• _Source text_
· · ·

Posted on 04/21/2023 5:48:42 AM PDT by Kaiser8408a
Former Federal Reserve Chair and current Treaury Secretary Janet “The Evil Hobbit” Yellen has created numerous catestrophic messes thanks to Fed policy errors, both at The Fed and now as Treasury Secretary.
For example, the massive almost hysterical overreaction of The Fed under Powell (following Yellen’s Reign of Error) to the Covid economic shutdowns resulted in a massive surge in M2 Money growth [green line].
The result? REAL US housing prices soared while REAL averge hourly wage growth was negative for 24 straight months. THAT is the Fed error induced housing policy blunder. But it did increase the US homeownership rate (blue line).
A massive spike in REAL home prices coupled with 24 straight months of negative REAL hourly wages is hitting millenials hard. In fact, millennials are the slowest generation to hit 50% homeownership rate.
In fact, according to Apartment List, millenial rents are giving up on homeownership.
Jeder nach seinen Fähigkeiten, jedem nach seinen Bedürfnissen (German for “From each according to his ability, to each according to his needs” – Karl Marx.
Remember, the US got into trouble in the early 2000s by pushing homeownership and lowering credit standards for lower income households. It was a Clinton-era policy error called “The National Homeownership Strategy: Partners in the American Dream.” There is a video of then HUD Secretary Andrew Cuomo (yes, THAT Andrew Cuomo) saying that the US should risk higher mortgage defaults so low income households could buy a home … then default. Frankly, Washington DC should get out of the housing business altogether. But nooooo. They are now going to make things even worse.

· · ·

• _Data excerpts_
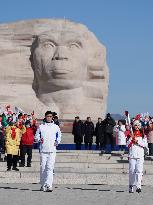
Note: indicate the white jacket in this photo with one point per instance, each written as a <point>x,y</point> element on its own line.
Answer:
<point>121,135</point>
<point>47,134</point>
<point>137,150</point>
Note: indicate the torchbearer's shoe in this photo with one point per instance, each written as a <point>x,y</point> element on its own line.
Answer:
<point>15,169</point>
<point>138,190</point>
<point>43,188</point>
<point>49,189</point>
<point>131,190</point>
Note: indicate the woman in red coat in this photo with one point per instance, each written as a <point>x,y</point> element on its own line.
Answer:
<point>27,141</point>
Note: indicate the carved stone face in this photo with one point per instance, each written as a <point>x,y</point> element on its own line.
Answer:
<point>60,61</point>
<point>70,70</point>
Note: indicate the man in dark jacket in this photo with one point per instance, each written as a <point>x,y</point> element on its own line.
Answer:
<point>99,133</point>
<point>88,133</point>
<point>109,124</point>
<point>78,131</point>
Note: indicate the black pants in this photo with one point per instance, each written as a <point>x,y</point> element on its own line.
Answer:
<point>26,149</point>
<point>78,146</point>
<point>88,145</point>
<point>150,145</point>
<point>12,161</point>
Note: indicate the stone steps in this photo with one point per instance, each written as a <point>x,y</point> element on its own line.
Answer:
<point>77,178</point>
<point>80,167</point>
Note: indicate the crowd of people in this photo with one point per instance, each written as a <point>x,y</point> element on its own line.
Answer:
<point>19,130</point>
<point>17,137</point>
<point>84,132</point>
<point>108,132</point>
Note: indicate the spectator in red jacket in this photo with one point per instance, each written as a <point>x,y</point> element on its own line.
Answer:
<point>27,141</point>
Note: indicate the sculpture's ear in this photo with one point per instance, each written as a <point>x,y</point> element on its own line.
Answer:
<point>32,49</point>
<point>96,72</point>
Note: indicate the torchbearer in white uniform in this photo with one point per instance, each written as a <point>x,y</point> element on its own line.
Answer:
<point>49,136</point>
<point>136,144</point>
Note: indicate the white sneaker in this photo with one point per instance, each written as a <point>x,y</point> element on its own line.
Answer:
<point>49,189</point>
<point>43,188</point>
<point>131,190</point>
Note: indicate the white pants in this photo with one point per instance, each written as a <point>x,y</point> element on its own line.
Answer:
<point>135,171</point>
<point>47,161</point>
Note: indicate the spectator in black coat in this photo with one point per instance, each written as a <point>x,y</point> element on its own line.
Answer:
<point>88,133</point>
<point>99,133</point>
<point>109,124</point>
<point>78,132</point>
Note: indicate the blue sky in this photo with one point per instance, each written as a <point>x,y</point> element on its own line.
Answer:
<point>125,27</point>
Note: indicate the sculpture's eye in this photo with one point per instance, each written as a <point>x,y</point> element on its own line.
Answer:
<point>74,45</point>
<point>49,45</point>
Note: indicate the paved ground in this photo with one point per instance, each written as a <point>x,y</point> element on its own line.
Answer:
<point>23,194</point>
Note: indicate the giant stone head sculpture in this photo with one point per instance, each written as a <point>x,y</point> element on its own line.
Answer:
<point>67,71</point>
<point>70,70</point>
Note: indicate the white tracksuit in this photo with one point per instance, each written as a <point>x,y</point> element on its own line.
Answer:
<point>136,160</point>
<point>47,134</point>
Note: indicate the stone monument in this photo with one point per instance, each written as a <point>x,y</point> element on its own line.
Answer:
<point>53,64</point>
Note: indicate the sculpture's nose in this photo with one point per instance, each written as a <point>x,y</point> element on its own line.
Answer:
<point>60,53</point>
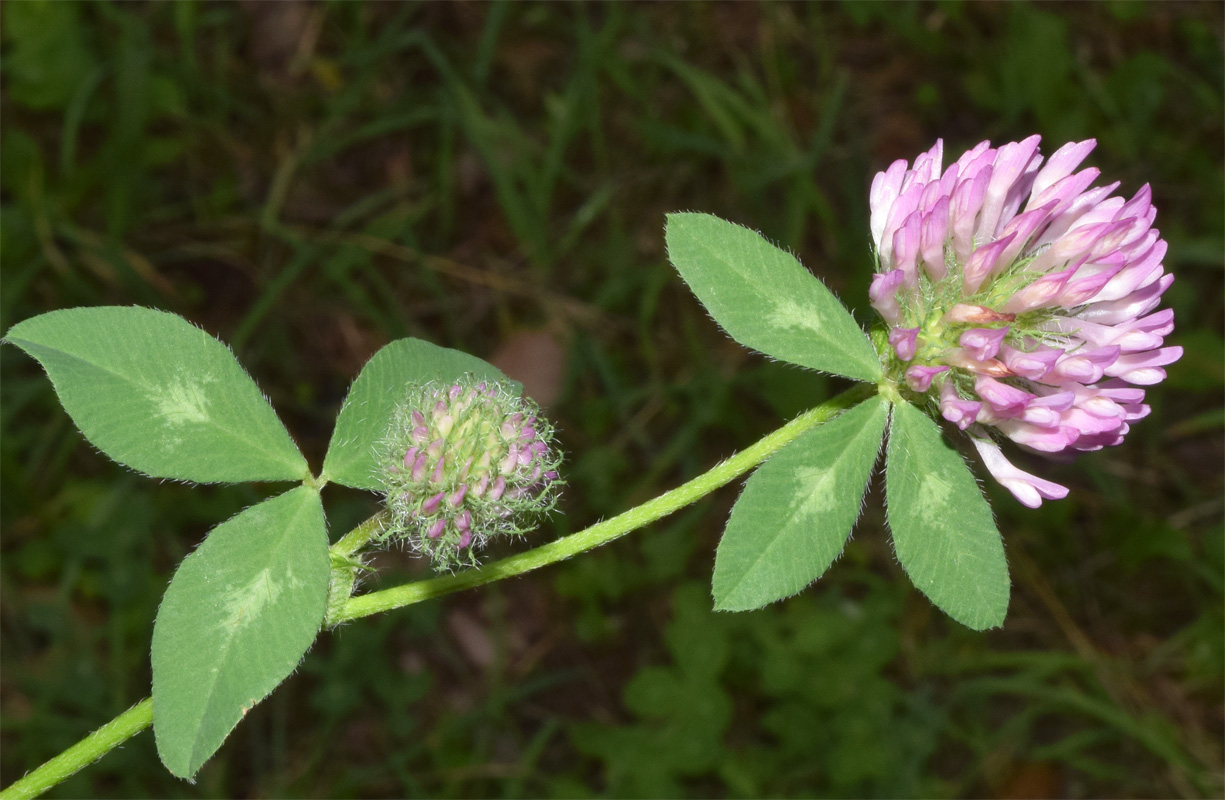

· · ·

• _What you will do_
1. In the housing post, copy everything from "The result? REAL" down to "up on homeownership.", substituting "two straight years" for every "24 straight months".
2. Decide whether each statement agrees with the housing post, answering yes or no and quoting the deciding words: (a) real average hourly wage growth was negative for 24 straight months; (b) the homeownership rate fell; (c) the National Homeownership Strategy was a Bush-era policy.
3. Please carry the housing post on from its last sentence.

• _Task-by-task results_
1.
The result? REAL US housing prices soared while REAL averge hourly wage growth was negative for two straight years. THAT is the Fed error induced housing policy blunder. But it did increase the US homeownership rate (blue line).
A massive spike in REAL home prices coupled with two straight years of negative REAL hourly wages is hitting millenials hard. In fact, millennials are the slowest generation to hit 50% homeownership rate.
In fact, according to Apartment List, millenial rents are giving up on homeownership.

2.
(a) Yes: "REAL averge hourly wage growth was negative for 24 straight months."
(b) No: "But it did increase the US homeownership rate (blue line)."
(c) No: "It was a Clinton-era policy error called “The National Homeownership Strategy: Partners in the American Dream.”"

3.
Janet Yellen: The most terrifying person in the world!
(Excerpt) Read more at confoundedinterest.net ...
It looks like you’re right about cars and wrong on college.
https://educationdata.org/average-cost-of-college-by-year
https://blog.cheapism.com/average-car-price-by-year/
I remember Mike and his wife looking to buy the house to the east of me here in Sarasota County, Florida about 8 years ago.
The asking price was $199,000. Mike spent maybe $40,000 on improvements and it was sold about two years later to my current neighbors for about $270,000. They were the first to look at it.
Federal student loans have enabled the cost burden of college to be shifted to higher-income parents and their offspring so “underprivileged” kids can get a nearly free ride.
It’s called “social justice”.
The Republican House of Representatives could investigate this.
From “Code de la Nature, ou le véritable Esprit de ses Loix” (1755) by comrade Étienne-Gabriel Morelly:
“I. Nothing in society will belong to anyone, either as a personal possession or as capital goods, except the things for which the person has immediate use, for either his needs, his pleasures, or his daily work.
II. Every citizen will be a public man, sustained by, supported by, and occupied at the public expense.”
https://www.marxists.org/subject/utopian/morelly/code-nature.htm
“Consolidated pre-tax income of $1.3 billion, with a pre-tax profit margin of 17.5%
Consolidated revenues increased 3% to $7.3 billion
Home sales revenues increased 1% to $6.7 billion on 17,340 homes closed”
https://www.yahoo.com/now/d-r-horton-inc-america-113000173.html
Glad my daughter and son in law bought into their home when they did
You are delusional
Unis & coleges are outrageously expensive b/c of liberal pie-in-the-sky tnedencies and fedgov tuition policies. Cars and homes were not cheap, “back then,” for the average workaday person. A considerable down payment had to be saved and lending policies were appopriately sensible.
The recent price for cars and homes looks “cheap” vs yesterday’s prices due to free money & inflation.
After high school I rented an older 3-bedroom house in Albany, OR for $70 per month. At the time I was earning $3.35 an hour, so rent only consumed about 18% of my monthly income.
That was in 1971 and I felt like I was living the American Dream!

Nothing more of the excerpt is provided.